* [抜粋]:
取材・文/太田弘樹 ※スポーツ庁委託事業「スポーツキャリアサポート戦略における{アスリートと企業等とのマッチング支援}」の取材にご協力いただきました。 宮崎県日南市は、海外からのクルーズ船を誘致し訪日外国人観光客の取り込みに成功、そし…

取材・文/太田弘樹

※スポーツ庁委託事業「スポーツキャリアサポート戦略における{アスリートと企業等とのマッチング支援}」の取材にご協力いただきました。

宮崎県日南市は、海外からのクルーズ船を誘致し訪日外国人観光客の取り込みに成功、そしてシャッター街となっていた油津商店街にIT企業を誘致するなど、先進的な取り組みを続けており、ここ数年日本各地の自治体から注目を集めている。

そんな日南市が、新たな一大プロジェクト『総合型地域スポーツクラブ』の設立を進めている。地域の魅力を発信し、スポーツの力で地域を活性化させていくことを狙いとし、高齢化が進む市民の健康増進にもつなげたいと考えられている。

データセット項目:
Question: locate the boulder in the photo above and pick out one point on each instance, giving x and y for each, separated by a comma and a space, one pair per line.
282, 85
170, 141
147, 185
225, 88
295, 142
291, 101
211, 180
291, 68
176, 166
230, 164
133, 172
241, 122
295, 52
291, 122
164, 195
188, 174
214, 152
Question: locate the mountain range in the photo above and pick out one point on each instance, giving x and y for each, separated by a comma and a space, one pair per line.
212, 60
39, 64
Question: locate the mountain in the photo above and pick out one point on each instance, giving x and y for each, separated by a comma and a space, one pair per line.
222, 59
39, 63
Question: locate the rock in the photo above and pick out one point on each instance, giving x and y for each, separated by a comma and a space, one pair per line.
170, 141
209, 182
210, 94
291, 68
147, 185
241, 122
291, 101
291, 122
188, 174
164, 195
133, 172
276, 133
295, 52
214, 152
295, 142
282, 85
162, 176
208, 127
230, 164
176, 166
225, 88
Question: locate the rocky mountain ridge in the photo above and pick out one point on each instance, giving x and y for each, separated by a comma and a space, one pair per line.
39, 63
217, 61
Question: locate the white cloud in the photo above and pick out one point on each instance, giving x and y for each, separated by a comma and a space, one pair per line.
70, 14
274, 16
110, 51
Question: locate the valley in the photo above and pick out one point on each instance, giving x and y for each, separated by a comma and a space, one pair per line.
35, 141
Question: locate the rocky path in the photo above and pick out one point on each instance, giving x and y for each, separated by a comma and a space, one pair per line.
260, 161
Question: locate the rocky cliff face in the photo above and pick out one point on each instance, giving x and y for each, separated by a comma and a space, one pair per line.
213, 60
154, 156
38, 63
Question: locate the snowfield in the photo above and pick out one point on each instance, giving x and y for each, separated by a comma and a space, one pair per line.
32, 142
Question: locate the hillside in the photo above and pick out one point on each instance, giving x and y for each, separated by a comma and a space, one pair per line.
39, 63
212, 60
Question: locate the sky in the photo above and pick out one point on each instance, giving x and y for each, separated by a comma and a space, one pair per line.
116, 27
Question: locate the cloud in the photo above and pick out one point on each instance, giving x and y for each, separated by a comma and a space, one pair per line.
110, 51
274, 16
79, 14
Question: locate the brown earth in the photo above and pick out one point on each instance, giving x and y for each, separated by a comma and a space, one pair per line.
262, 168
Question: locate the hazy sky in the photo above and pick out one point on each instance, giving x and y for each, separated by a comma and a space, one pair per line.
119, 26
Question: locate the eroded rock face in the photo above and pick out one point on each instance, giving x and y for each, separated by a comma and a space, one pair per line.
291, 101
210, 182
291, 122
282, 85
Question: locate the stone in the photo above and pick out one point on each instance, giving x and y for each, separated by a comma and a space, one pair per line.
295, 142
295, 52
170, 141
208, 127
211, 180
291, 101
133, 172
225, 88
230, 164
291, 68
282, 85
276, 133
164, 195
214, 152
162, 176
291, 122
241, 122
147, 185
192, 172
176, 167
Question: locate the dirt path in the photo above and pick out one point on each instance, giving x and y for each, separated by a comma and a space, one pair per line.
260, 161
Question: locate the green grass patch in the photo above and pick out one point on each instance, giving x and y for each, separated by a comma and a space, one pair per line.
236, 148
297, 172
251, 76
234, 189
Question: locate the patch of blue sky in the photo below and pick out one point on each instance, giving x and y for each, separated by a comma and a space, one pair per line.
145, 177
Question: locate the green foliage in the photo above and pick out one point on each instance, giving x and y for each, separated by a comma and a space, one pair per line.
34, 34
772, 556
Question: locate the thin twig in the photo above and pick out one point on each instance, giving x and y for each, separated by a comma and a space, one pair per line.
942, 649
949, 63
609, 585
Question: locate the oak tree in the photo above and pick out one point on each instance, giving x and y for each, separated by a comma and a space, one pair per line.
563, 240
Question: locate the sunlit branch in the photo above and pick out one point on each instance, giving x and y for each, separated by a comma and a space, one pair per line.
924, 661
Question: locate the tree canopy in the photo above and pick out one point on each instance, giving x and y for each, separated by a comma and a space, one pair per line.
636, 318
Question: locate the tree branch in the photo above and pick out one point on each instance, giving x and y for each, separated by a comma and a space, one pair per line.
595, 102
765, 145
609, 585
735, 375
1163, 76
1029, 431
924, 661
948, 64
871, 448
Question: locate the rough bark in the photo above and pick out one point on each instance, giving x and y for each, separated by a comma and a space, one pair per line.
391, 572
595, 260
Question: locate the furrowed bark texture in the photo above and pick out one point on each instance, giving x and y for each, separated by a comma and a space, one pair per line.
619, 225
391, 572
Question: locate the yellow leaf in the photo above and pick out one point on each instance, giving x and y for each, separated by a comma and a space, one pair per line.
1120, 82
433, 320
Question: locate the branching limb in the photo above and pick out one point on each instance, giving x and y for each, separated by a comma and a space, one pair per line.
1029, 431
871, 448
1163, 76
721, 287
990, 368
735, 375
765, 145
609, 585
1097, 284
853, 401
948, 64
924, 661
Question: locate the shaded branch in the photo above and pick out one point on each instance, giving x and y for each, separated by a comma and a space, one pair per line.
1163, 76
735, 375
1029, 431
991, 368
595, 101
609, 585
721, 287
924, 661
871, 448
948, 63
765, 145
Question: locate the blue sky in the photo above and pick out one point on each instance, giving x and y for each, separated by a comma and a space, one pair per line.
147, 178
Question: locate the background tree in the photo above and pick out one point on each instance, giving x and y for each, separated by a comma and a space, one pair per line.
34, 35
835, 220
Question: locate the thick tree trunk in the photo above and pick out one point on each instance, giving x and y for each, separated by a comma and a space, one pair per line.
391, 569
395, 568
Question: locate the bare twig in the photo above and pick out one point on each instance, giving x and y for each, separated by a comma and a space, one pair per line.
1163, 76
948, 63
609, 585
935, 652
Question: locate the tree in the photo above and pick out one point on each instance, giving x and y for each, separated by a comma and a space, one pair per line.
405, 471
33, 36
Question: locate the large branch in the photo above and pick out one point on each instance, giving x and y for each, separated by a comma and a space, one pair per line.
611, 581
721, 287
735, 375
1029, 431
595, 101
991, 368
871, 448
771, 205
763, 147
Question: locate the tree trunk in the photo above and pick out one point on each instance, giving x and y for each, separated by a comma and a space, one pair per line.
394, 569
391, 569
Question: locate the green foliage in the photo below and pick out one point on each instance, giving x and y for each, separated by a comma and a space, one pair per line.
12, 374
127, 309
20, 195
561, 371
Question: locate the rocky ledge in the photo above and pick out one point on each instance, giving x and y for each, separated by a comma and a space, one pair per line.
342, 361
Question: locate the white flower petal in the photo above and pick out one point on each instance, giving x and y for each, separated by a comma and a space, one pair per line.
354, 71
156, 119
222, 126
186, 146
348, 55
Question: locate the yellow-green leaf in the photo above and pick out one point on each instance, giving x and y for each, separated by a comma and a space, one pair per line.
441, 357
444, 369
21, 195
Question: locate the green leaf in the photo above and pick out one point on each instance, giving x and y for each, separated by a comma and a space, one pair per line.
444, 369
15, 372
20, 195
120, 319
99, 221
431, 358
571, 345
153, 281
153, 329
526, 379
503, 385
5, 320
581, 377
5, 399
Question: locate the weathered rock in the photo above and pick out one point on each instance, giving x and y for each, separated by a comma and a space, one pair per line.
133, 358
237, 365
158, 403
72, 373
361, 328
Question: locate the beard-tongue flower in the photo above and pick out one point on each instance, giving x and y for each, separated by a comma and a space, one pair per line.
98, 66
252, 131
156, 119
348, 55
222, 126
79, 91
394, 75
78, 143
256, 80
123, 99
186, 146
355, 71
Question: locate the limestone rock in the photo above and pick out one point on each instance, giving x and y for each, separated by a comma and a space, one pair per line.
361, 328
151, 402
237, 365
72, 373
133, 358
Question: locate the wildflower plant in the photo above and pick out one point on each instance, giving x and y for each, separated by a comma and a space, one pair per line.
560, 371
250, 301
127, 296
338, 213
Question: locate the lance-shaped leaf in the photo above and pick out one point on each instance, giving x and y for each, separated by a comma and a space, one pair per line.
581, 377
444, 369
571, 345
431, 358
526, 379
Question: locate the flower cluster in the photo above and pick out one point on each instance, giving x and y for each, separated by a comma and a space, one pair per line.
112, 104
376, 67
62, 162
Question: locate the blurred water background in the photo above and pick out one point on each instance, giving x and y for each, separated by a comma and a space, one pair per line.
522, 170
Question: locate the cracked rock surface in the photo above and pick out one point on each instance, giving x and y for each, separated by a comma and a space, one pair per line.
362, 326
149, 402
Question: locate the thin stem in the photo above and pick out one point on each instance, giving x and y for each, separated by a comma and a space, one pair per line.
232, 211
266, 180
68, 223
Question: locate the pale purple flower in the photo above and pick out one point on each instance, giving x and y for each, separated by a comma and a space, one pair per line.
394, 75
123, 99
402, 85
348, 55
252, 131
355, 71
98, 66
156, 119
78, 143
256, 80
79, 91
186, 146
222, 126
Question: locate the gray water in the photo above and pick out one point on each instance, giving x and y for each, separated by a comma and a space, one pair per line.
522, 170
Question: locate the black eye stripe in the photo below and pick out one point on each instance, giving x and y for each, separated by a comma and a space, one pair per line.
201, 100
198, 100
...
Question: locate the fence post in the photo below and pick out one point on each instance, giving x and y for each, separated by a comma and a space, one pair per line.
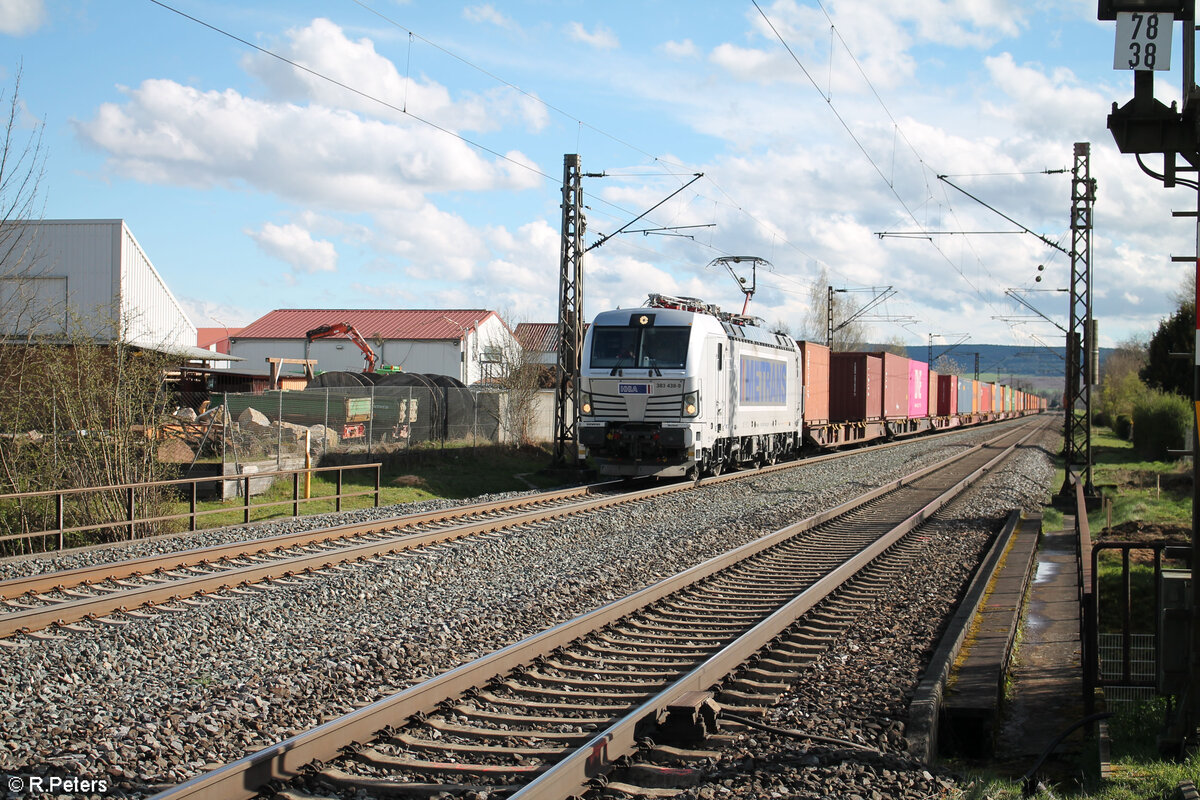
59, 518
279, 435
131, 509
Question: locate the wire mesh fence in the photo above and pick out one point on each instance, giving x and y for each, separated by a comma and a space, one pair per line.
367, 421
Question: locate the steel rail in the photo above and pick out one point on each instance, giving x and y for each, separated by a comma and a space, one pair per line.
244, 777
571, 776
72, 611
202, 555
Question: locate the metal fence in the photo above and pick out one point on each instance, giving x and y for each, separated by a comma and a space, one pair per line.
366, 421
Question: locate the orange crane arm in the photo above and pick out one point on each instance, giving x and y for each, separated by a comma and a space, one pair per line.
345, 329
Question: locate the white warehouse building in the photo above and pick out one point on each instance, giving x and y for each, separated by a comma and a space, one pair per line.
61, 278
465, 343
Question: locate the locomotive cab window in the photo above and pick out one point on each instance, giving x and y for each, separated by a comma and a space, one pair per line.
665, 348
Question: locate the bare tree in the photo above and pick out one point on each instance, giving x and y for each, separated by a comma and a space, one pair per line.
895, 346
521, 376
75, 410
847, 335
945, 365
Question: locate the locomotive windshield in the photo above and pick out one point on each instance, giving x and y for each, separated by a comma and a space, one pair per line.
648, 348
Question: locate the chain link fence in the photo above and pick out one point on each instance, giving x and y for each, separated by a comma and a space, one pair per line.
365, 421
---
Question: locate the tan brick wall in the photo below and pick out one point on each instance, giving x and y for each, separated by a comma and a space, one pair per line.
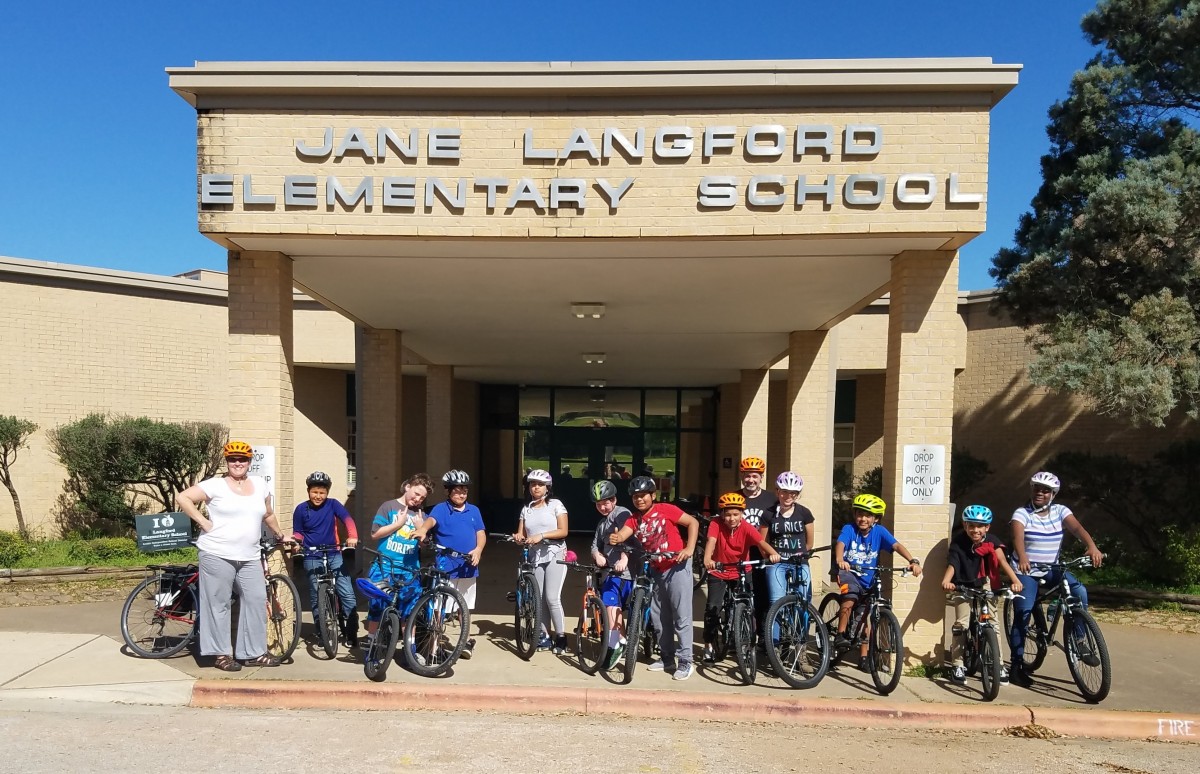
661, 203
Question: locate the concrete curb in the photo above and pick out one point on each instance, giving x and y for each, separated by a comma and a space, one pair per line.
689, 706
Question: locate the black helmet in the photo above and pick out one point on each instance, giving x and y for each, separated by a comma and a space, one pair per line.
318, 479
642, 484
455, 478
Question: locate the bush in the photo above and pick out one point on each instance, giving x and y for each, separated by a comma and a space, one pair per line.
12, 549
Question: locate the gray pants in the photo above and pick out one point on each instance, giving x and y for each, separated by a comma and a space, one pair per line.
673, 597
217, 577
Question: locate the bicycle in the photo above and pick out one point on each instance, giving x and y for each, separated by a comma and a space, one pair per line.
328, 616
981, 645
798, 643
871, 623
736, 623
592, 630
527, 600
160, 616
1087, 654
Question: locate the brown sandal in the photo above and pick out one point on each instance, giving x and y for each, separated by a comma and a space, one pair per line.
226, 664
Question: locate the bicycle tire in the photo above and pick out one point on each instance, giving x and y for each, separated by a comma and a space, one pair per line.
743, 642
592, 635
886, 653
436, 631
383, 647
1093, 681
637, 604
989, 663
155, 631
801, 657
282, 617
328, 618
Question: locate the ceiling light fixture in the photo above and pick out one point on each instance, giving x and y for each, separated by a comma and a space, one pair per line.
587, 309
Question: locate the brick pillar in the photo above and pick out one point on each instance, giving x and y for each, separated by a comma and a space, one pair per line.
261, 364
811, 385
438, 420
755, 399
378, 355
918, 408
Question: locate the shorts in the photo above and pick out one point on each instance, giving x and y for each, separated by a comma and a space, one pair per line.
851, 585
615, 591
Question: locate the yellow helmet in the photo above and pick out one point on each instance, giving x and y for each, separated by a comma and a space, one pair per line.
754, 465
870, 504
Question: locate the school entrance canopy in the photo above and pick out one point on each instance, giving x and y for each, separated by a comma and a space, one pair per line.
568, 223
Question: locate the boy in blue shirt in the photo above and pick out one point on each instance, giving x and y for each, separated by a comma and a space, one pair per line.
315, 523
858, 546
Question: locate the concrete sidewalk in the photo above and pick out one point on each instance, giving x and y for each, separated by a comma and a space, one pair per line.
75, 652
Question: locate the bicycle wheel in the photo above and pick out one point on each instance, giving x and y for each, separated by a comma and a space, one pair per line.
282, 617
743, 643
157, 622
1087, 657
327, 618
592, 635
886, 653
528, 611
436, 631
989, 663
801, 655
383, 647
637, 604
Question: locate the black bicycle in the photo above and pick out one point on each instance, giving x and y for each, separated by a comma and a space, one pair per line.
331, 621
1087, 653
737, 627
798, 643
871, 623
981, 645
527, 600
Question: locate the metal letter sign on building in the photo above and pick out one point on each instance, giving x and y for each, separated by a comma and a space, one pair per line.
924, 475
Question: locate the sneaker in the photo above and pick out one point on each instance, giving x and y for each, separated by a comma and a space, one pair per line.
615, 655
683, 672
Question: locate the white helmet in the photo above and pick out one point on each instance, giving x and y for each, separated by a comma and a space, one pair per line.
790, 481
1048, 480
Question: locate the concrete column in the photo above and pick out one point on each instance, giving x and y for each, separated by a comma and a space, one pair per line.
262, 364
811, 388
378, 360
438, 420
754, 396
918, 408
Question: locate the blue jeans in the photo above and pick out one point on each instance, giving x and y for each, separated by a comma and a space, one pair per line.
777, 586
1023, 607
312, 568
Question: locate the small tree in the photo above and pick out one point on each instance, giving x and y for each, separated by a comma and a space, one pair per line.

* [作業指示 1]: 日南市の記事で、日南市が新たな一大プロジェクトとして設立を進めているものは何か。
* [作業指示 2]: 日南市の記事で、総合型地域スポーツクラブに込められた狙いや期待として挙がっているものをすべて挙げよ。
* [作業指示 3]: 日南市の記事を、最後の文の後から書き継げ。

* [回答 1]: 総合型地域スポーツクラブ

* [回答 2]: 地域の魅力を発信すること、スポーツの力で地域を活性化させること、高齢化が進む市民の健康増進につなげること

* [回答 3]:
今回は、様々な改革を進めている日南市の﨑田恭平さんに、総合型地域スポーツクラブのことや日南市がスポーツを推進していく理由などを聞いた。

「プロ野球チームの広島東洋カープや埼玉西武ライオンズ。そして、サッカーチームは横浜FCなどが春季キャンプのためにこの地を訪れます。そのため、市民がスポーツ選手に触れ合う機会も多くあります。加えて野球場が3つ、体育館が10以上と、スポーツ施設が充実しており体を動かせる環境が整っています。日南市はスポーツに“縁”のある場所です。

しかし、課題もあります。宮崎県は、40歳から74歳の特定健診におけるメタボリックシンドローム(内臓脂肪症候群)の該当者とその予備群の割合が、全国平均よりも高くなっています(※全国26.2パーセント、宮崎県28.8パーセント。平成27年度厚生労働省調べ)。だからこそ、もう少し運動してほしいという想いがあります。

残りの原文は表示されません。